Description of the task:
Copy exactly the lines from the start of the data below through the one that carries "drop a point: the glossy green leaf", and only those.

Material provided Start Marker

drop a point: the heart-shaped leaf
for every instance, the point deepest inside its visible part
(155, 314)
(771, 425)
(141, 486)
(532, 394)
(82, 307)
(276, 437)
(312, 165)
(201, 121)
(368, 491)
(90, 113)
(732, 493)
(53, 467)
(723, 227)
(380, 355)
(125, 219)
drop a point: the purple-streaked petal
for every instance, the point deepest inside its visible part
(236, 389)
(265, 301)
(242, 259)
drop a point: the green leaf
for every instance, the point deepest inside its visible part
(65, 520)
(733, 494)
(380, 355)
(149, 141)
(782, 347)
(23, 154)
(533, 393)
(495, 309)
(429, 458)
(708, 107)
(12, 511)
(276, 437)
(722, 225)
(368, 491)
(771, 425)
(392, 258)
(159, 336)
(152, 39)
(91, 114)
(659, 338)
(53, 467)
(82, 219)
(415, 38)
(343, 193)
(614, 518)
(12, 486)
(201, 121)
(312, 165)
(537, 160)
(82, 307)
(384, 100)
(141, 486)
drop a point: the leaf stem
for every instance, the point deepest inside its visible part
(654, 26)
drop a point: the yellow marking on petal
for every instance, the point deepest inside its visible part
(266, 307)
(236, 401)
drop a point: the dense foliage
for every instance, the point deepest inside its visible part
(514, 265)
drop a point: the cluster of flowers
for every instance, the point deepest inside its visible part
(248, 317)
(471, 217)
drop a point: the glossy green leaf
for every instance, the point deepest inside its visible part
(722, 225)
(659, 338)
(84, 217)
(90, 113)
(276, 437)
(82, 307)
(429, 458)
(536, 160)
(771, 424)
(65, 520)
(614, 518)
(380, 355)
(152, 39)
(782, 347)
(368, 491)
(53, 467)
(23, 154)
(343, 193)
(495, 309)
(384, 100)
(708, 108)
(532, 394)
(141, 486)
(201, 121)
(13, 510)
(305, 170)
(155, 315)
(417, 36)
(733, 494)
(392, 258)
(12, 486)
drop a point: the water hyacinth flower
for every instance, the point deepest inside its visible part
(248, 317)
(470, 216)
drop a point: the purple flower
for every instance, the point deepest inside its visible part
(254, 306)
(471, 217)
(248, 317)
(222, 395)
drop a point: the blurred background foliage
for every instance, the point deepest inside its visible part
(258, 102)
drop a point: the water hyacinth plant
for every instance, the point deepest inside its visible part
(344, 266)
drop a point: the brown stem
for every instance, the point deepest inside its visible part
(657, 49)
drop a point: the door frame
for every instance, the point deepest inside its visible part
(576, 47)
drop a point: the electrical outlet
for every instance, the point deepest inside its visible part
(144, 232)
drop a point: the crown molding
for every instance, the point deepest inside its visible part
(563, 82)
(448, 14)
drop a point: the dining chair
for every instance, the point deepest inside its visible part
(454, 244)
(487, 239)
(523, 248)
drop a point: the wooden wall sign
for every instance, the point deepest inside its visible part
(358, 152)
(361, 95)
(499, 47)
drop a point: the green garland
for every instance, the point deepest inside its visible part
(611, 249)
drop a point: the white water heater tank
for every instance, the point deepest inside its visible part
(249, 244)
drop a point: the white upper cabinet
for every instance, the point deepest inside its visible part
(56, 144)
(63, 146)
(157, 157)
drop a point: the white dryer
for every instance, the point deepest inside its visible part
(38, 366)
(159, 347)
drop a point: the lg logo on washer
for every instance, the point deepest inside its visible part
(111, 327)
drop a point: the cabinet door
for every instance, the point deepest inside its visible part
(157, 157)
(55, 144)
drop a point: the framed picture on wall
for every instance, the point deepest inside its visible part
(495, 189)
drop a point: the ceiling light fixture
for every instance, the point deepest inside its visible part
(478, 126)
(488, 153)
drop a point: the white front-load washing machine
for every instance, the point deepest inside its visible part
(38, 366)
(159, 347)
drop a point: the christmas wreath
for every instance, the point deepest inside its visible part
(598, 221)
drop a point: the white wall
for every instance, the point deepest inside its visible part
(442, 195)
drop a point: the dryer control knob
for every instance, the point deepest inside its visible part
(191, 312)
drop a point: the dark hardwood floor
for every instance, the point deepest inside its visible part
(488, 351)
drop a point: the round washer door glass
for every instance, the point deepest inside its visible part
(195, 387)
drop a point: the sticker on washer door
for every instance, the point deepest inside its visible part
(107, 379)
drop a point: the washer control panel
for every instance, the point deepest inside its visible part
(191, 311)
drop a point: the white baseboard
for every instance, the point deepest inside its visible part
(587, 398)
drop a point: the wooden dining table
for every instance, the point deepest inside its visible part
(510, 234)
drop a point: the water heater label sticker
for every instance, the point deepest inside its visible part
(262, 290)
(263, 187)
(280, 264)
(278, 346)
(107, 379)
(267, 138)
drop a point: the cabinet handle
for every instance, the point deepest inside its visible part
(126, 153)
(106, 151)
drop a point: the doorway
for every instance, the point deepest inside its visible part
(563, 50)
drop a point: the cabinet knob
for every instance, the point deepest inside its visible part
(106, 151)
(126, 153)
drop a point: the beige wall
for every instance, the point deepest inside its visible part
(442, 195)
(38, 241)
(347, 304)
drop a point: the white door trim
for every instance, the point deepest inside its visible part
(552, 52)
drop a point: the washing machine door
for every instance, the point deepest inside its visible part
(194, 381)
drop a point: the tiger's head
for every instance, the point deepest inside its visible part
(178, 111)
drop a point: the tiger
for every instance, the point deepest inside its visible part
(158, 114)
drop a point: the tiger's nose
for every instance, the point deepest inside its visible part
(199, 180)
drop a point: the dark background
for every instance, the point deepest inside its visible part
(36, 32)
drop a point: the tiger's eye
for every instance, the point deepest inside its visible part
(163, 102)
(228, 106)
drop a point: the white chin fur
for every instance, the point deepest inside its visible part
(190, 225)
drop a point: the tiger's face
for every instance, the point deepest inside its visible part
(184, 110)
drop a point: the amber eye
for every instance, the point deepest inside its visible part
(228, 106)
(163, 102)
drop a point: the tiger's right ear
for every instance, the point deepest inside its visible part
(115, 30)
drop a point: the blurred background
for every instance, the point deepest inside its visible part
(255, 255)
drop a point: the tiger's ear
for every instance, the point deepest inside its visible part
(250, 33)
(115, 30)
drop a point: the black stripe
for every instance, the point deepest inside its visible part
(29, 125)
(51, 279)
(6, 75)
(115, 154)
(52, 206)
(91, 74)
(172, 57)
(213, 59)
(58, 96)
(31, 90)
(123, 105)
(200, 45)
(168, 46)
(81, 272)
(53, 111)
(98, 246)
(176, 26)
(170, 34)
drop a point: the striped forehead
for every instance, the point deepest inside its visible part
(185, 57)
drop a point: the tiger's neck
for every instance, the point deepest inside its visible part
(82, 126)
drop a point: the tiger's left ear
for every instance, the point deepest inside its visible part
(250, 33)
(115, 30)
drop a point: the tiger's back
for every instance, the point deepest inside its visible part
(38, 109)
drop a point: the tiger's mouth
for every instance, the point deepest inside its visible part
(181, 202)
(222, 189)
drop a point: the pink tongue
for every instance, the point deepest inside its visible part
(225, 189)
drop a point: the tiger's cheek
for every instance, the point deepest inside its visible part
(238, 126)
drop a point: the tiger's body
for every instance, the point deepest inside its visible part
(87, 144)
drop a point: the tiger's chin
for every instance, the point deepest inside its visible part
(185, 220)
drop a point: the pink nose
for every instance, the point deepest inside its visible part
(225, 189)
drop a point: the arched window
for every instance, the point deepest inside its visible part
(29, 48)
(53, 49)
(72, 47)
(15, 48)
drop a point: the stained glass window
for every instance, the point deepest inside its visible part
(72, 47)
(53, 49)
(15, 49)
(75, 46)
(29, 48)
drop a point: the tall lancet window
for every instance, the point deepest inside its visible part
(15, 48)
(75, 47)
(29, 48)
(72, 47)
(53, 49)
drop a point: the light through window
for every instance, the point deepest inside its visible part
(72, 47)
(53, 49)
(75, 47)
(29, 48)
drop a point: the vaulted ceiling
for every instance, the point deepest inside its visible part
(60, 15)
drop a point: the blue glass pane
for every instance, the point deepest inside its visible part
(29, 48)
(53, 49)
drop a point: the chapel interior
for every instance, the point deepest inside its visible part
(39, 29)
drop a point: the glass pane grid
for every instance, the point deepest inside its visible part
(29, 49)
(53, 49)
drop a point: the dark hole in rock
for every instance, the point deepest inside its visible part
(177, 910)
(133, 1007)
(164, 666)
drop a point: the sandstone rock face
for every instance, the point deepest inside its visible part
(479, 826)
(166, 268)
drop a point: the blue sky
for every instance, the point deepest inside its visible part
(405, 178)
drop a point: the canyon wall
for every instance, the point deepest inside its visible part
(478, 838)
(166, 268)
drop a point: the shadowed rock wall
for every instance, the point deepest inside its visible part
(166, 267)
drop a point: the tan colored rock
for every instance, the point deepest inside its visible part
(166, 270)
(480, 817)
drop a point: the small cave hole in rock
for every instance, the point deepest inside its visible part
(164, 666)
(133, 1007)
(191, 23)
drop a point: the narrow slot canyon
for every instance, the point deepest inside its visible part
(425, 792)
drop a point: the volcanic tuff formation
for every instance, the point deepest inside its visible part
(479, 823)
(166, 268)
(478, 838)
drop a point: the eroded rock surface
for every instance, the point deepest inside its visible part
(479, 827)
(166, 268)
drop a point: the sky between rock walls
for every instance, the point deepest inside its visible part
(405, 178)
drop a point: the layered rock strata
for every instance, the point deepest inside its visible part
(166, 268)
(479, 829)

Material provided End Marker

Solved problem:
drop a point: the heart-shaped leaf
for every instance, the point deepest inside its visible part
(155, 314)
(771, 425)
(141, 486)
(532, 394)
(82, 307)
(276, 437)
(312, 165)
(201, 121)
(368, 491)
(90, 113)
(732, 493)
(53, 467)
(723, 227)
(380, 355)
(125, 219)
drop a point: the purple-streaked petal
for every instance, the point deepest inside its visible part
(236, 389)
(265, 301)
(242, 259)
drop a point: the green leaf
for every instance, the point deepest inside its visible part
(65, 520)
(733, 494)
(380, 355)
(149, 141)
(782, 347)
(23, 154)
(533, 393)
(495, 309)
(429, 458)
(708, 107)
(12, 511)
(276, 437)
(722, 225)
(368, 491)
(771, 425)
(392, 258)
(159, 336)
(152, 39)
(91, 114)
(659, 338)
(53, 467)
(82, 219)
(415, 38)
(343, 193)
(614, 518)
(12, 486)
(201, 121)
(312, 165)
(537, 160)
(82, 307)
(384, 100)
(141, 486)
drop a point: the leaf stem
for every instance, the point deepest inside its visible part
(654, 26)
drop a point: the yellow marking on petal
for every instance, the point deepest inside its visible part
(266, 307)
(236, 401)
drop a point: the dense foliage
for every instance, the point deepest inside its visible part
(514, 265)
drop a point: the cluster of flowers
for every instance, the point deepest inside its visible part
(248, 317)
(471, 217)
drop a point: the glossy green leaf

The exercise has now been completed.